Stored items:
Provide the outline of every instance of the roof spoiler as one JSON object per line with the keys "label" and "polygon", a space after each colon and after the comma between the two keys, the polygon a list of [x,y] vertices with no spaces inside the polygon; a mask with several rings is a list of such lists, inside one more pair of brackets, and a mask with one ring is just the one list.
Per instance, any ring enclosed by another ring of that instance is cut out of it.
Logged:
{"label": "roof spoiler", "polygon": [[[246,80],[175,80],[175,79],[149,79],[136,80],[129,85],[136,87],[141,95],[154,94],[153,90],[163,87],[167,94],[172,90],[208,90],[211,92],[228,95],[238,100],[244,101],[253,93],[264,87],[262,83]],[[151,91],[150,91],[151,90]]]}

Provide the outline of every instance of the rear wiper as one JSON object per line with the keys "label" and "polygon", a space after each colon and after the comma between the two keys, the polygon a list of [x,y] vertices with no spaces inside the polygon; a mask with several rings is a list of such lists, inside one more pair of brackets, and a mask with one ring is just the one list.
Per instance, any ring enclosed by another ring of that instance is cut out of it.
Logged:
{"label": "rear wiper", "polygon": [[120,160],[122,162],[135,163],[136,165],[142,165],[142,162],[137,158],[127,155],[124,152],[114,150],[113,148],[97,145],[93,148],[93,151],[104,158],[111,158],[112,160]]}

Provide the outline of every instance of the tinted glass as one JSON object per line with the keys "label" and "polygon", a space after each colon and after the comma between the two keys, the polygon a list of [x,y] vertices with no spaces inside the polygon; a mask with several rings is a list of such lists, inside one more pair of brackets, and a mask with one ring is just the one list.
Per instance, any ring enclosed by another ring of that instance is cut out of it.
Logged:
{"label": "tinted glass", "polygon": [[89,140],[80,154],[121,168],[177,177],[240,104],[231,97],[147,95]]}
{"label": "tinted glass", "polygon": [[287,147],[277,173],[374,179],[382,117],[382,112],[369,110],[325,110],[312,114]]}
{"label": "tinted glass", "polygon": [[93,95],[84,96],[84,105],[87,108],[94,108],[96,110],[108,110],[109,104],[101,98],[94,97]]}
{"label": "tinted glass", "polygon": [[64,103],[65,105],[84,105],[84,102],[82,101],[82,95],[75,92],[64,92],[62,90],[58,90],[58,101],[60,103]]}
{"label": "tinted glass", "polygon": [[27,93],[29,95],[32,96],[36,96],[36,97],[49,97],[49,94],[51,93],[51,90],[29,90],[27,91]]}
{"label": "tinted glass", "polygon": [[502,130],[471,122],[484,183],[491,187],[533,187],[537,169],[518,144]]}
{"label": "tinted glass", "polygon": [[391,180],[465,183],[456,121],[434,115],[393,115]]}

» **Problem**
Transcribe every entry verbatim.

» **Answer to this task**
Provide the outline of every instance of the roof spoiler as one JSON object per line with the keys "label" and "polygon", a space after each colon and after the comma between the two keys, the polygon a list of [x,y] vertices with no spaces inside the polygon; a mask with several rings is a list of such lists, inside one more pair of brackets, and a mask with one ring is just the one list.
Per instance, any ring enclosed by another ring of that instance is cut out of it.
Logged:
{"label": "roof spoiler", "polygon": [[[246,80],[175,80],[175,79],[149,79],[136,80],[129,85],[136,87],[141,95],[154,94],[153,90],[163,87],[167,94],[172,90],[208,90],[211,92],[228,95],[238,100],[244,101],[253,93],[264,87],[262,83]],[[151,91],[150,91],[151,90]]]}

Provide the outline of every instance of the rear wiper as one JSON object per line with the keys "label" and "polygon", a space after each colon and after the comma between the two keys, the polygon a list of [x,y] vertices with no spaces inside the polygon; a mask with several rings is a list of such lists, inside one more pair of brackets, and a mask with one ring is just the one list.
Per instance, any ring enclosed by another ring of that instance is cut out of it.
Logged:
{"label": "rear wiper", "polygon": [[120,160],[122,162],[135,163],[136,165],[142,165],[142,162],[137,158],[127,155],[124,152],[114,150],[113,148],[97,145],[93,148],[93,151],[104,158],[111,158],[112,160]]}

Provide the outline of every instance of the tinted glass as one JSON object per line with the keys "label" and "polygon", a space after each colon and after the comma between the two keys, the polygon a list of [x,y] vertices with no spaces inside the polygon; a mask with several rings is a list of such lists, inside one more pair of brackets, and a mask with one ring is just the one list.
Per instance, any ring enclosed by another ring of that instance is cut out of it.
Logged:
{"label": "tinted glass", "polygon": [[89,140],[80,154],[121,168],[177,177],[240,104],[231,97],[147,95]]}
{"label": "tinted glass", "polygon": [[287,147],[277,173],[374,179],[382,117],[382,112],[369,110],[325,110],[312,114]]}
{"label": "tinted glass", "polygon": [[93,95],[84,96],[84,105],[87,108],[94,108],[96,110],[108,110],[109,104],[101,98],[94,97]]}
{"label": "tinted glass", "polygon": [[64,103],[65,105],[84,105],[84,102],[82,101],[82,95],[75,92],[64,92],[62,90],[58,90],[58,101],[60,103]]}
{"label": "tinted glass", "polygon": [[27,93],[29,95],[32,96],[36,96],[36,97],[49,97],[49,94],[51,93],[51,90],[29,90],[27,91]]}
{"label": "tinted glass", "polygon": [[502,130],[471,122],[484,183],[491,187],[533,187],[537,169],[518,144]]}
{"label": "tinted glass", "polygon": [[391,180],[465,183],[456,121],[434,115],[393,115]]}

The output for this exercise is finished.